## TEXT PASSAGE
>>>

Further stats on Hywind Scotland
http://www.4coffshore.com/windfarms/hywind-scotland-pilot-park-united-kingdom-uk76.html
Sounds encouraging. IAre there and subsidies from any government being employed?
Yes, both directly and indirectly.
That’s why they’re running Drax on wood pellets from forests felled in America even though, overall, it produces more plant food (CO2) than it would if it ran on coal. Anything to keep the cost of running Drax as high as possible so it doesn’t make those seagull slaughtering whirligigs look quite so uneconomic.
Kind of like the oil industry that gets subsidized by the military.
Does not include the cost of the backup, either the fossil it keeps on the grid to do this, or the hugely expensive battery or pumped storage necessary w.o fossil for times when wind output is close to zero during winter high pressure systems.
What was the actual cost of the electricity produced? Including the connections to shore. How does that compare to other new-build installations, including fuel costs?
And the expected lifetime of the cabling to shore which must be flexed at the same points to some extent with every wave…
Those in the know say the all-in price (including construction, engineering, transmission, fuel, and O&M) for each unit of electricity, the offshore wind costs are twice the costs of a power from new combined cycle natural gas turbine.
“making it cost competitive with other renewable energy sources.”

<<<

Coordinate annotation records:
>>>

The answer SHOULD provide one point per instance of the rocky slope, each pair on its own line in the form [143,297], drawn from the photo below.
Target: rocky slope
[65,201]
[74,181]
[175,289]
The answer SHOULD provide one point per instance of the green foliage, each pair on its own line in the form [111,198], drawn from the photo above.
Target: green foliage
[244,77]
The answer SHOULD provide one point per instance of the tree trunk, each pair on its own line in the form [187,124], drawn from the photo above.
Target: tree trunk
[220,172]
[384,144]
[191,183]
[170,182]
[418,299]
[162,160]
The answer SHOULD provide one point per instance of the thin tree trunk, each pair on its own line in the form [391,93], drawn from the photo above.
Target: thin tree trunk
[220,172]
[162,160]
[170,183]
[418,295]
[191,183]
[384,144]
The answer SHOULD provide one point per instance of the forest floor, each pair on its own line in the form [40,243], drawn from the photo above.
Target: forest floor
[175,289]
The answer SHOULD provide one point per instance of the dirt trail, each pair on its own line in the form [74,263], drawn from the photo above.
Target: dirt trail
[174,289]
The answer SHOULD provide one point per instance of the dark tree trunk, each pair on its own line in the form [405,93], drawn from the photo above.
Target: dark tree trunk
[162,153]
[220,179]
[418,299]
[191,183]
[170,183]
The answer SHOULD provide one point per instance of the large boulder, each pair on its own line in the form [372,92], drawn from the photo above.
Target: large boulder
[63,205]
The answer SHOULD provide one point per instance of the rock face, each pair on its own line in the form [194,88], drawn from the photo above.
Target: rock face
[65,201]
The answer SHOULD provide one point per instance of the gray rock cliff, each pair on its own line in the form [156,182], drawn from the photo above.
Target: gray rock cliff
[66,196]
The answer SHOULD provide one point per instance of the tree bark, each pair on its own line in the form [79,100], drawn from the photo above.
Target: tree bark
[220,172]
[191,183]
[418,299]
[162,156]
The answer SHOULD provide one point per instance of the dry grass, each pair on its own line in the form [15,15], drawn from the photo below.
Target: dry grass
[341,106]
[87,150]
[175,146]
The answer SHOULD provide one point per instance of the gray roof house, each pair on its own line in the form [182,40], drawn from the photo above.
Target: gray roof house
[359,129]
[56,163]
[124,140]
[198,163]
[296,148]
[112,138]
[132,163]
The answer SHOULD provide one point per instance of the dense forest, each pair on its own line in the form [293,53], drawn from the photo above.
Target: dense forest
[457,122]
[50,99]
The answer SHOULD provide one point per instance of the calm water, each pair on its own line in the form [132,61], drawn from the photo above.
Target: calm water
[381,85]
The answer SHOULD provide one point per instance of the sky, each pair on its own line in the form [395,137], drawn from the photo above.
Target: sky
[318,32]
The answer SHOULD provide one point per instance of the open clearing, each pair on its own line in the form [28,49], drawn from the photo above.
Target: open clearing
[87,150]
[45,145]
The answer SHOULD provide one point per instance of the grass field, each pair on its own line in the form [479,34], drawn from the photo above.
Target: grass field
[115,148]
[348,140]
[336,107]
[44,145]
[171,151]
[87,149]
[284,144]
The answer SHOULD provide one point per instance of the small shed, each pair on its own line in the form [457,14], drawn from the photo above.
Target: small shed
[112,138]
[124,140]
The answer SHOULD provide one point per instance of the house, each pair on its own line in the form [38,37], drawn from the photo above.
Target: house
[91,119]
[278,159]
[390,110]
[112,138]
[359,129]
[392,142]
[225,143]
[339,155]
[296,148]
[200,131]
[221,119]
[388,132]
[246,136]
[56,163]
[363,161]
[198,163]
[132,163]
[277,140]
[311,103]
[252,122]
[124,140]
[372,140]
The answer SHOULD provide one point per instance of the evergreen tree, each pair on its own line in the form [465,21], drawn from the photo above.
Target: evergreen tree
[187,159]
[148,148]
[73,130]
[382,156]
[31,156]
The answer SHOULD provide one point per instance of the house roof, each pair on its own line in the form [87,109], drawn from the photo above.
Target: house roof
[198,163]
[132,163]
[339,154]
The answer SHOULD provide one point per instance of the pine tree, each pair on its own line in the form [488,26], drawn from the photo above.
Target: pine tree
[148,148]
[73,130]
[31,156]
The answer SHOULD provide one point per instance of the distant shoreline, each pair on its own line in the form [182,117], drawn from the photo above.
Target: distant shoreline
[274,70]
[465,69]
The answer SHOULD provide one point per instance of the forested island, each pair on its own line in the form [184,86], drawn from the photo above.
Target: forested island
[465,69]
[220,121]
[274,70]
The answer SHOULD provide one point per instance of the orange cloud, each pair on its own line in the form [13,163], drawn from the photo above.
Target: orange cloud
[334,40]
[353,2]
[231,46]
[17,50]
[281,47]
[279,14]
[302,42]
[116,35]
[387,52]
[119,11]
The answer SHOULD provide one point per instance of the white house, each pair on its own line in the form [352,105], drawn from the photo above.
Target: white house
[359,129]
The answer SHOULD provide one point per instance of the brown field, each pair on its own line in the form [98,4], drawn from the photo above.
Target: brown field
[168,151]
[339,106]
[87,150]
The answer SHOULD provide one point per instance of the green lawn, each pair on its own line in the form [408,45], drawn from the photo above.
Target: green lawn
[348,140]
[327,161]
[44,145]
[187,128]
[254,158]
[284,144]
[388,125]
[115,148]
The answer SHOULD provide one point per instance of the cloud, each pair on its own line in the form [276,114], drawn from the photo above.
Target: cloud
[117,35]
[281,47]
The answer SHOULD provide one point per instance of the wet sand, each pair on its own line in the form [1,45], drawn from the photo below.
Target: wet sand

<<<

## YOUR TASKS
[1] Answer these questions using the Hywind Scotland comments.
(a) What does one comment say Drax is being run on?
(b) Which industry does one comment say gets subsidized by the military?
(c) According to those in the know, how do offshore wind costs compare with the costs of power from a new combined cycle natural gas turbine?
[2] Echo the part of the Hywind Scotland comments starting at "Kind of like" and ending at "including fuel costs?".

## SOLUTIONS
[1]
(a) Wood pellets from forests felled in America.
(b) The oil industry.
(c) They are twice the costs.

[2]
Kind of like the oil industry that gets subsidized by the military.
Does not include the cost of the backup, either the fossil it keeps on the grid to do this, or the hugely expensive battery or pumped storage necessary w.o fossil for times when wind output is close to zero during winter high pressure systems.
What was the actual cost of the electricity produced? Including the connections to shore. How does that compare to other new-build installations, including fuel costs?